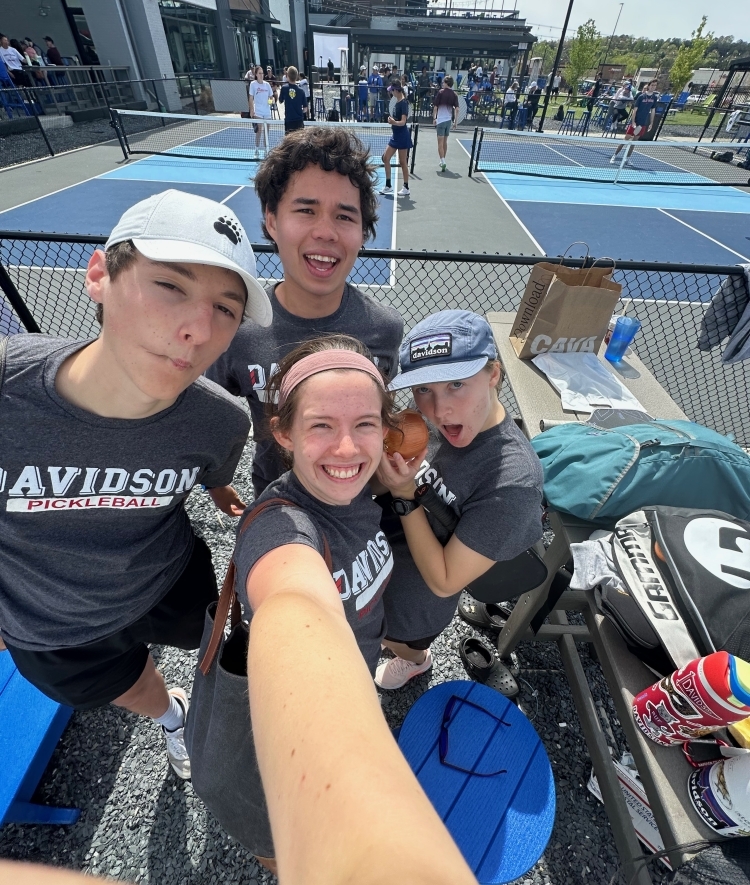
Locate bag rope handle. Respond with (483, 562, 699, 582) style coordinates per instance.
(199, 496, 333, 675)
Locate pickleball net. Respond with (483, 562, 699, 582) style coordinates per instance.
(469, 128, 750, 186)
(111, 109, 415, 166)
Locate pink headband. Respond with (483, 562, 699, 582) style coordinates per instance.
(278, 350, 385, 408)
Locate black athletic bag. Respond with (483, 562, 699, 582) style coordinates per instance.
(595, 506, 750, 676)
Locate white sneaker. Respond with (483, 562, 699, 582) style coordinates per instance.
(375, 650, 432, 690)
(609, 155, 618, 164)
(162, 687, 191, 780)
(623, 159, 632, 167)
(440, 161, 446, 172)
(380, 184, 393, 195)
(397, 186, 411, 197)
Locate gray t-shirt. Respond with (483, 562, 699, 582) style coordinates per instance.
(0, 335, 250, 651)
(234, 471, 392, 674)
(206, 283, 403, 495)
(382, 412, 544, 642)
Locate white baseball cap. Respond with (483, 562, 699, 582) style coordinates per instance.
(105, 189, 272, 326)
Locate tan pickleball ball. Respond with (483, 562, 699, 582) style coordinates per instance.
(384, 409, 429, 460)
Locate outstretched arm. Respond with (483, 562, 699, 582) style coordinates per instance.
(247, 545, 477, 885)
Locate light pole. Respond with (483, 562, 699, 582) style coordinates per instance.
(536, 0, 575, 132)
(601, 2, 624, 70)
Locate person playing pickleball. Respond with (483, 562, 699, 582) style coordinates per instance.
(610, 78, 658, 167)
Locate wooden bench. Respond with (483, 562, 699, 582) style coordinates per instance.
(0, 650, 80, 827)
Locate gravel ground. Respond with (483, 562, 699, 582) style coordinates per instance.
(0, 116, 169, 170)
(0, 426, 670, 885)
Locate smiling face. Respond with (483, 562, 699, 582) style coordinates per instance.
(412, 363, 504, 447)
(273, 370, 387, 506)
(87, 248, 244, 405)
(265, 164, 365, 315)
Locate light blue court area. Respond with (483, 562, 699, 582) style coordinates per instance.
(457, 138, 750, 267)
(0, 154, 396, 284)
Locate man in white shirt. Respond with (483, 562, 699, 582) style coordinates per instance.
(551, 74, 562, 97)
(432, 76, 460, 172)
(0, 34, 28, 87)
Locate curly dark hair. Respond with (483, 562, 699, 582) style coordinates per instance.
(254, 126, 379, 244)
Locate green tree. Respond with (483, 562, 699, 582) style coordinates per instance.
(565, 20, 602, 98)
(670, 17, 714, 92)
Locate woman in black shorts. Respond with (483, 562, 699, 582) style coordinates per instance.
(380, 82, 412, 197)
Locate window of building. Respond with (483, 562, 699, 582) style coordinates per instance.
(159, 1, 222, 76)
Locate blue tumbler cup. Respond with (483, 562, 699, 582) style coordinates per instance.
(605, 316, 641, 362)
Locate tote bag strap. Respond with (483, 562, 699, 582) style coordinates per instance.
(199, 496, 332, 675)
(0, 336, 8, 398)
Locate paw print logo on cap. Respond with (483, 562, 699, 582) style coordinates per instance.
(214, 216, 243, 245)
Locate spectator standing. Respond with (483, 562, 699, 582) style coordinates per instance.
(587, 72, 603, 112)
(357, 70, 369, 119)
(248, 64, 274, 157)
(611, 78, 659, 165)
(525, 80, 541, 128)
(417, 65, 431, 101)
(327, 58, 334, 82)
(433, 75, 459, 172)
(43, 35, 63, 66)
(503, 80, 519, 128)
(278, 65, 307, 133)
(367, 65, 383, 120)
(0, 35, 29, 86)
(551, 73, 561, 97)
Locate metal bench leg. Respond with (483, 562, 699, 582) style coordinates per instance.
(496, 514, 570, 657)
(552, 610, 653, 885)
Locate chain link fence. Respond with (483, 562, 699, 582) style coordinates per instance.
(1, 233, 747, 448)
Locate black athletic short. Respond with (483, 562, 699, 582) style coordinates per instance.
(5, 536, 218, 711)
(384, 631, 441, 652)
(284, 119, 304, 132)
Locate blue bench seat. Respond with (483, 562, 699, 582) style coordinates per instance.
(0, 650, 80, 827)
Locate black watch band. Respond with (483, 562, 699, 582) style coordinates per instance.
(391, 497, 420, 517)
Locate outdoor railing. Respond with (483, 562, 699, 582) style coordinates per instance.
(1, 233, 746, 449)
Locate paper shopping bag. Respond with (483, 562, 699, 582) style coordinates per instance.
(510, 262, 622, 359)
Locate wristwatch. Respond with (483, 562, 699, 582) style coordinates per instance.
(390, 496, 420, 517)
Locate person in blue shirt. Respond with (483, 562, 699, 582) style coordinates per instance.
(611, 79, 658, 166)
(278, 65, 307, 133)
(367, 66, 383, 120)
(380, 82, 412, 198)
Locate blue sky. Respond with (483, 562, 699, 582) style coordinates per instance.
(448, 1, 749, 43)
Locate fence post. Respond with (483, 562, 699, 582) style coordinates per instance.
(22, 87, 55, 158)
(0, 262, 42, 333)
(653, 96, 673, 141)
(187, 73, 199, 115)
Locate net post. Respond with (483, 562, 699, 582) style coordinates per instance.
(109, 108, 128, 160)
(410, 123, 419, 174)
(23, 87, 55, 158)
(475, 127, 485, 176)
(469, 126, 479, 177)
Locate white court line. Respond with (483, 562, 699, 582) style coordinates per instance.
(497, 196, 750, 212)
(541, 143, 585, 167)
(220, 185, 245, 204)
(657, 208, 750, 262)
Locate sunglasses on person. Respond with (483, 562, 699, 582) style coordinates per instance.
(438, 694, 511, 777)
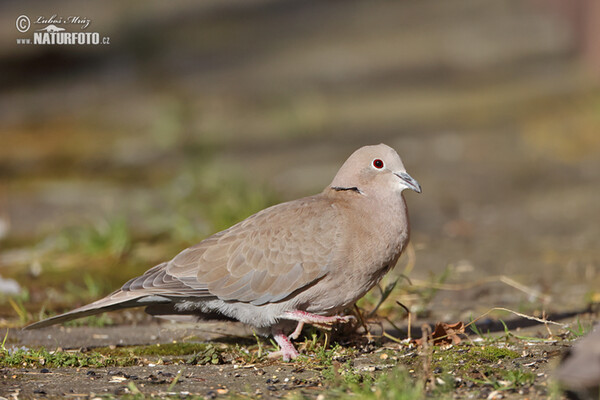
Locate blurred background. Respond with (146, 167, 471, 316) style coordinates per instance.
(0, 0, 599, 328)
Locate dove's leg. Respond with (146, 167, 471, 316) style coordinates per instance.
(269, 329, 299, 362)
(283, 310, 355, 327)
(289, 321, 305, 340)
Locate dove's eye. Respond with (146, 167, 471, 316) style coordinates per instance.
(372, 159, 384, 169)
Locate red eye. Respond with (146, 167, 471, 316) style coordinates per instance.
(372, 159, 384, 169)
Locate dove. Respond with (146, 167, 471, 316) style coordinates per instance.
(25, 144, 421, 361)
(555, 323, 600, 399)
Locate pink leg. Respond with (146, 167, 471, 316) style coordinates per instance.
(283, 310, 355, 327)
(289, 321, 305, 340)
(269, 329, 299, 362)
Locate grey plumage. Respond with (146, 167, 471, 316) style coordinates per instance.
(555, 323, 600, 399)
(25, 144, 421, 360)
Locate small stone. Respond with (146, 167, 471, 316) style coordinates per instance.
(40, 368, 50, 374)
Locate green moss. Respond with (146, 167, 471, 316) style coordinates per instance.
(431, 344, 519, 374)
(0, 346, 137, 368)
(474, 345, 519, 361)
(0, 341, 227, 369)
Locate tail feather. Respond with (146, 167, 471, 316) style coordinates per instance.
(24, 291, 170, 330)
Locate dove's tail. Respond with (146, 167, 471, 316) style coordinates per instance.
(23, 291, 169, 330)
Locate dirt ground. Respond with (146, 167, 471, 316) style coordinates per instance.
(0, 318, 586, 399)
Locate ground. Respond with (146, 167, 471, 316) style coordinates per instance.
(0, 319, 590, 399)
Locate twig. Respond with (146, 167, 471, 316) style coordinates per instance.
(541, 310, 554, 338)
(396, 301, 412, 340)
(420, 324, 433, 390)
(354, 304, 373, 342)
(382, 331, 404, 344)
(464, 307, 568, 331)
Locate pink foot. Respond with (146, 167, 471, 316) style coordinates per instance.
(270, 329, 299, 361)
(268, 312, 355, 361)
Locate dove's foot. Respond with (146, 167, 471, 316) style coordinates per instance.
(270, 329, 299, 362)
(269, 312, 355, 361)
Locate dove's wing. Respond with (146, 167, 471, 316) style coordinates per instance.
(25, 195, 343, 330)
(120, 194, 343, 305)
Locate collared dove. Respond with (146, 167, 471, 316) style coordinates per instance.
(555, 323, 600, 399)
(25, 144, 421, 361)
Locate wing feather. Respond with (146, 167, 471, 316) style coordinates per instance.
(165, 195, 342, 304)
(108, 195, 341, 305)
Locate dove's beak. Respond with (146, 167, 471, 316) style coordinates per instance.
(395, 172, 422, 193)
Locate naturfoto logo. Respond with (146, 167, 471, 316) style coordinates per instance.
(16, 14, 110, 46)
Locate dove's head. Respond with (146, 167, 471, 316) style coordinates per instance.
(330, 144, 421, 195)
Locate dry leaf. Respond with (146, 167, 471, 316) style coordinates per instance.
(412, 321, 465, 346)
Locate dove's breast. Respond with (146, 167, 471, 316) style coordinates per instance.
(293, 191, 410, 314)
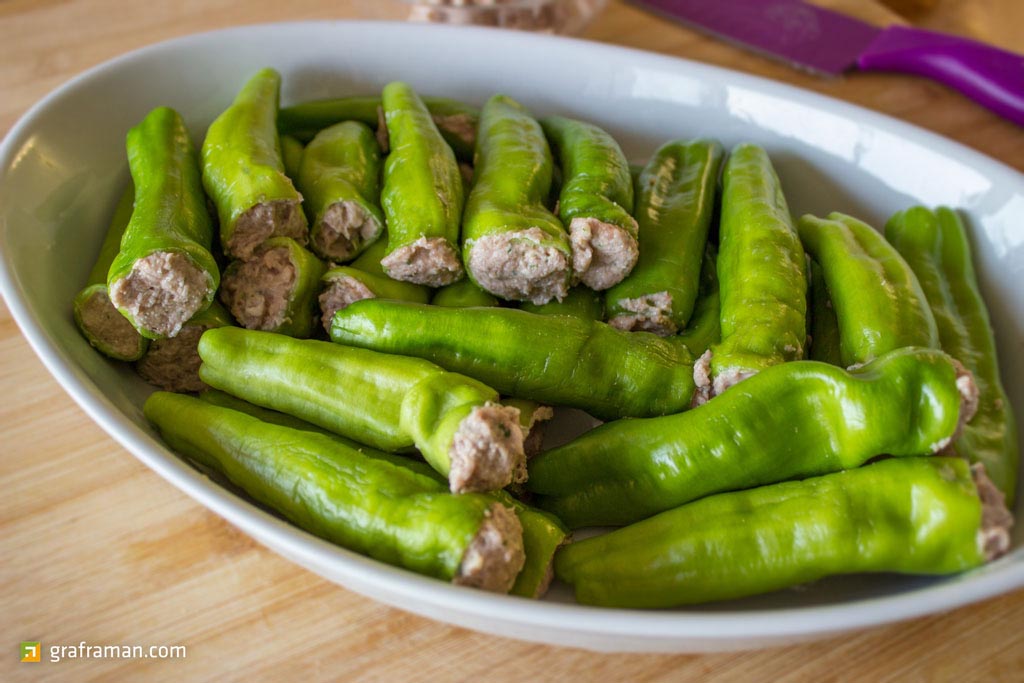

### Work instructions
Only the lines from the one containing "Locate dove's breast." through the last line of the entries above, both included, belong in the answer, written out exactly; pictures do not.

### Solution to this problem
Locate dove's breast. Respond with (146, 167, 471, 316) style coordinates per instance.
(293, 191, 410, 314)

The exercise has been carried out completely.